** TASK PROMPT **
Take the entries below and print, exactly, the stretch from the line containing "Where can you spot the green foliage?" through the line containing "Where can you spot the drain", both included.

[[ RECORD EXTRACTS open ]]

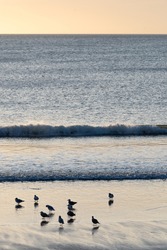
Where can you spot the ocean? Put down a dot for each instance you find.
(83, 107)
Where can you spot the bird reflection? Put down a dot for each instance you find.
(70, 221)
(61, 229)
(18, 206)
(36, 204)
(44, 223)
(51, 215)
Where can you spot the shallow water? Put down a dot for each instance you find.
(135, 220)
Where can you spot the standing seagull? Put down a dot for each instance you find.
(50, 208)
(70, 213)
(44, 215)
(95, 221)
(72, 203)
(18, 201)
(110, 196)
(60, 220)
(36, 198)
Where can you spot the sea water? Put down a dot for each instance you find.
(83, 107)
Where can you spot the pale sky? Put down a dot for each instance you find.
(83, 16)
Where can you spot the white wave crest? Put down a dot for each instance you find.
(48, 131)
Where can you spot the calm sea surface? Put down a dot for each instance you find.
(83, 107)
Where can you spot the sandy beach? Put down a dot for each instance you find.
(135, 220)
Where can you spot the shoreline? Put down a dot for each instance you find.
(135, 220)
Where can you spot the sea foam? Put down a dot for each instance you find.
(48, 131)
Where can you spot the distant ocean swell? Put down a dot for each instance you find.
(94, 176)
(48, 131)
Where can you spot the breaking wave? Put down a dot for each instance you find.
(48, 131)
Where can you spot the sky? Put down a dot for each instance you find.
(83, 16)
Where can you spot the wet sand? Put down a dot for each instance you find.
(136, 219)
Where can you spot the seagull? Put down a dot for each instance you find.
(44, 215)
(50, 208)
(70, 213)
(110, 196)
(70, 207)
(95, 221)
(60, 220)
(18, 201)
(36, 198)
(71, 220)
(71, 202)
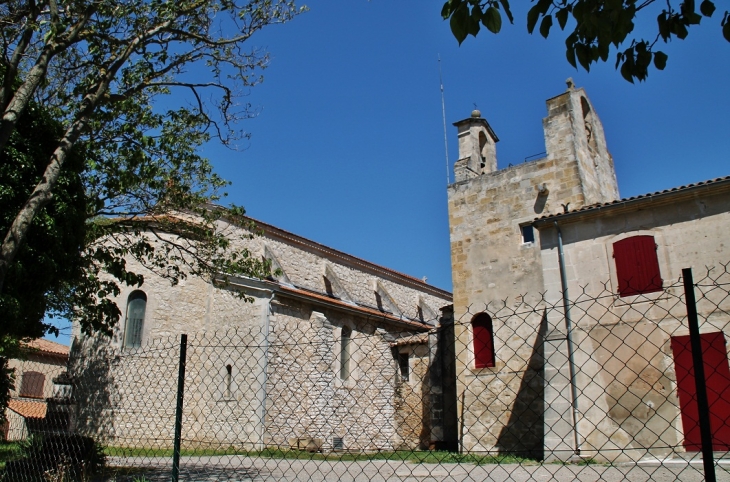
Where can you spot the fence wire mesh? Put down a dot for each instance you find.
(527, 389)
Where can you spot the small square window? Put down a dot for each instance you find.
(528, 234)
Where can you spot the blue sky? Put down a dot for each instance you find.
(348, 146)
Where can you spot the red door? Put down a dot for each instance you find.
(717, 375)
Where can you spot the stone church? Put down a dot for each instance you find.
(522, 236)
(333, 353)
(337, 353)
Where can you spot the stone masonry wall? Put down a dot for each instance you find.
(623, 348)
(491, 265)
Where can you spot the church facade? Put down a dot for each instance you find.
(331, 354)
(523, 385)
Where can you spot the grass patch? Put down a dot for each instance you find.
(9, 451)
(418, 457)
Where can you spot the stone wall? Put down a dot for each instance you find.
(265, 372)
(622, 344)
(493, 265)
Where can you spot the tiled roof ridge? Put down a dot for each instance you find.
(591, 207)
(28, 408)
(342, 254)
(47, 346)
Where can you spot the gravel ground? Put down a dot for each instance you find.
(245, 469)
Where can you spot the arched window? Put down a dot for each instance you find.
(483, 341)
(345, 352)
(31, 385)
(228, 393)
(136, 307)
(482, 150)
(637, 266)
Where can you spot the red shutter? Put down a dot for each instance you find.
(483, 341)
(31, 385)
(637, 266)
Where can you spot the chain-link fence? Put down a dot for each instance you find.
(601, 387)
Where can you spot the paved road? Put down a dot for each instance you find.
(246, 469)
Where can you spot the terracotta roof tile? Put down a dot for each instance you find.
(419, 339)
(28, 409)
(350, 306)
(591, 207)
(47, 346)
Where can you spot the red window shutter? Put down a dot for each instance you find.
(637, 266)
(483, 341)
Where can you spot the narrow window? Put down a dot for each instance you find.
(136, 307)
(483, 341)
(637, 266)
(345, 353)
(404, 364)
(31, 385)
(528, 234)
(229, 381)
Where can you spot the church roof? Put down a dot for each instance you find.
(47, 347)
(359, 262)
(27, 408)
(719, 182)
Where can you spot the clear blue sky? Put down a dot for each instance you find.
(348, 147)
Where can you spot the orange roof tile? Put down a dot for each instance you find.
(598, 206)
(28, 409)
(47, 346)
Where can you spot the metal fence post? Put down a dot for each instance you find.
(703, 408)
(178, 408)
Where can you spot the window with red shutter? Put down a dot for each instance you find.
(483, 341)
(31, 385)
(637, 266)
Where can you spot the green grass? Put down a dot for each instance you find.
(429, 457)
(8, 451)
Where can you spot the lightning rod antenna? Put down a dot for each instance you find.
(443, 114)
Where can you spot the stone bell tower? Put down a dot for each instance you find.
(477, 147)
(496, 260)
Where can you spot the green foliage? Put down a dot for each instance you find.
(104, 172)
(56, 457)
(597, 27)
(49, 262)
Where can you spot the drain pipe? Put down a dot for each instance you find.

[[ RECORD EXTRACTS closed ]]
[[ RECORD EXTRACTS open ]]

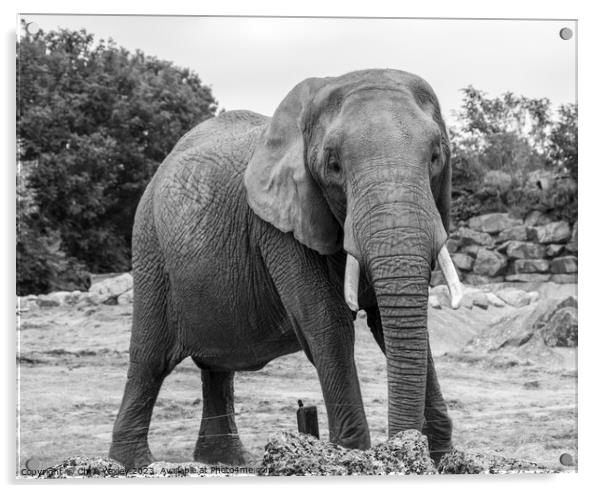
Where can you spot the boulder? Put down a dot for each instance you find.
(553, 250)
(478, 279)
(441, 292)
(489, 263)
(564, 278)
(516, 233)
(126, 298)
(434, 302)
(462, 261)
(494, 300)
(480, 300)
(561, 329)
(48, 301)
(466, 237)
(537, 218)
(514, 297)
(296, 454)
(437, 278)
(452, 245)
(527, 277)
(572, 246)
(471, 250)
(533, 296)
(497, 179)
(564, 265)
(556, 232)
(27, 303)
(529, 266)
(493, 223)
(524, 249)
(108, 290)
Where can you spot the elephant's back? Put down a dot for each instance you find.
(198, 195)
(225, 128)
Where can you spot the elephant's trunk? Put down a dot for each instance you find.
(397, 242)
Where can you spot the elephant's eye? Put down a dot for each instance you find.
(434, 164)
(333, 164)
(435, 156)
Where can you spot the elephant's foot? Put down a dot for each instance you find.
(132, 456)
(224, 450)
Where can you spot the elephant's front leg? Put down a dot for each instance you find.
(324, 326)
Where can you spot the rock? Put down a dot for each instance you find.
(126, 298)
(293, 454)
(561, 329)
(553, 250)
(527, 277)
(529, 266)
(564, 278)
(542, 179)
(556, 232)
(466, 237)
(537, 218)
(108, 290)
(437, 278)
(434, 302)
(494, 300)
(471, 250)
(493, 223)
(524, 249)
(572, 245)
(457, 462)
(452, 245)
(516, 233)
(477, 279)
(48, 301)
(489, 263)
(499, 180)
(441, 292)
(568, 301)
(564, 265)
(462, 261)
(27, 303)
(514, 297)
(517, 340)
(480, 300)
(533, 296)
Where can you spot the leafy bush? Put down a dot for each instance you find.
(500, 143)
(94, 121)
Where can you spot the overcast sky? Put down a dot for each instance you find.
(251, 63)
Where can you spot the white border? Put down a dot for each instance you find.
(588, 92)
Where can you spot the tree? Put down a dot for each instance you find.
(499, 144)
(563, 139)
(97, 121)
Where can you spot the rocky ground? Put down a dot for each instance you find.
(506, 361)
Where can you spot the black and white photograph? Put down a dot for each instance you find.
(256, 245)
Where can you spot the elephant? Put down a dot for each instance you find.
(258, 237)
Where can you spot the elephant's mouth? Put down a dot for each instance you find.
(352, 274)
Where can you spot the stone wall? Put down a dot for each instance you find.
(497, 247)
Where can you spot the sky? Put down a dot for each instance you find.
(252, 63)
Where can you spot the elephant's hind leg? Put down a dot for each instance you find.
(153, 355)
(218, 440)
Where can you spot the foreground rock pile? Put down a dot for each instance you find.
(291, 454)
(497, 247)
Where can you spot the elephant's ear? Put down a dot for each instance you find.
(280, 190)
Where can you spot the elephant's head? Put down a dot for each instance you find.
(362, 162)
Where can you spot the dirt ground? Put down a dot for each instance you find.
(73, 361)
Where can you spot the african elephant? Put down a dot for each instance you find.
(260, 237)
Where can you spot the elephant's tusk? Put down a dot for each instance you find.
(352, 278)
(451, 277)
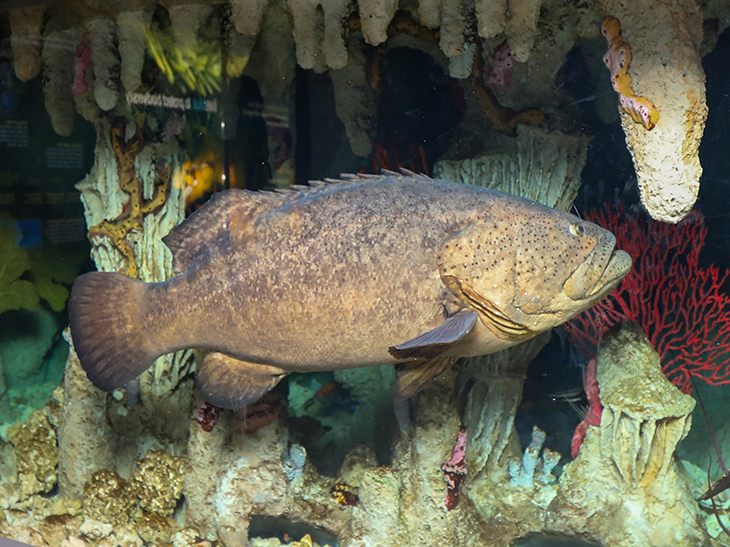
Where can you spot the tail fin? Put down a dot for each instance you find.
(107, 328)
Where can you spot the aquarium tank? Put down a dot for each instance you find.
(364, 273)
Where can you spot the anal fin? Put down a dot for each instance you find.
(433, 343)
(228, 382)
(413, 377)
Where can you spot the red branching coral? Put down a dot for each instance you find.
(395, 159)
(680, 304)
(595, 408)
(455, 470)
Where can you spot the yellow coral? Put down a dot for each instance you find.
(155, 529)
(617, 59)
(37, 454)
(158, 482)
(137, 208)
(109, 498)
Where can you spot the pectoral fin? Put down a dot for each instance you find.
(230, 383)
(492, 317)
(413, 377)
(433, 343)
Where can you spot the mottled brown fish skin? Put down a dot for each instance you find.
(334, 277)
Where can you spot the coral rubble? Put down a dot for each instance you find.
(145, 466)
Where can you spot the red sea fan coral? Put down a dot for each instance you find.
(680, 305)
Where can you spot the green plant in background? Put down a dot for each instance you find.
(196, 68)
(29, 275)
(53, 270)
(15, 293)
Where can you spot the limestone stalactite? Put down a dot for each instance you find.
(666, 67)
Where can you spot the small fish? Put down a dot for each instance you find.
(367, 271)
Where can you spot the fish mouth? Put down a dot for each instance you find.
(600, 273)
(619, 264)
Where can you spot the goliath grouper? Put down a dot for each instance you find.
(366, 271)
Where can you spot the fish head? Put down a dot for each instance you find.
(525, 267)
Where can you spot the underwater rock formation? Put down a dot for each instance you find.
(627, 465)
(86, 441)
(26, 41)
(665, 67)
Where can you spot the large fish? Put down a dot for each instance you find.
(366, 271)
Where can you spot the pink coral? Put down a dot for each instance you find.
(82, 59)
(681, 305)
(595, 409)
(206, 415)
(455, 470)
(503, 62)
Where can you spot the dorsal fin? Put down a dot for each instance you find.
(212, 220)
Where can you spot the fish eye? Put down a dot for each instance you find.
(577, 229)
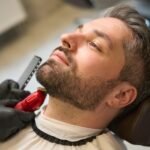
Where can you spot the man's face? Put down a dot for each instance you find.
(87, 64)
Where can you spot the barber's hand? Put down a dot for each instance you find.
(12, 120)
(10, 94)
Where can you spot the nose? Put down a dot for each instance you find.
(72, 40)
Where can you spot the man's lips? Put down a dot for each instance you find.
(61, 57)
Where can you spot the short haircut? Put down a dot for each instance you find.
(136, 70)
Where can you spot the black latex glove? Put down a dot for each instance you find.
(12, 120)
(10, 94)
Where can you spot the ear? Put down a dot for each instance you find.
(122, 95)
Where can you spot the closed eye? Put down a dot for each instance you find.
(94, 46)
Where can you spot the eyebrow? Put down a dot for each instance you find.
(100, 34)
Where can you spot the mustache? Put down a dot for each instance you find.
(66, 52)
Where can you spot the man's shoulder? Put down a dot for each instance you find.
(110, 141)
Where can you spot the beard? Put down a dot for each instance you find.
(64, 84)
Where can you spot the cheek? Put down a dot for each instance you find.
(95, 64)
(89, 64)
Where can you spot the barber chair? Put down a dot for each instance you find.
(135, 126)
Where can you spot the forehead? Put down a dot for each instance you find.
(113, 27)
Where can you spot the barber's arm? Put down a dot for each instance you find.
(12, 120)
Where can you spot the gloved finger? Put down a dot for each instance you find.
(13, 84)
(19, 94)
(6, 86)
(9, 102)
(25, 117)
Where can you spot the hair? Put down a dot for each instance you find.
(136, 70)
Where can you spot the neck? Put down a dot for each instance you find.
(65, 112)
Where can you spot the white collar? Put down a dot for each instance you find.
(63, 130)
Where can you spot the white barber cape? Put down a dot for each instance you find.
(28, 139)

[[ RECORD EXTRACTS closed ]]

** RESPONSE FOR THIS EXERCISE **
Where can you spot the green foliage? Put down a dot for each instance you find.
(104, 172)
(56, 457)
(597, 27)
(49, 262)
Where can you spot the drain pipe? Put down a dot for each instance you find.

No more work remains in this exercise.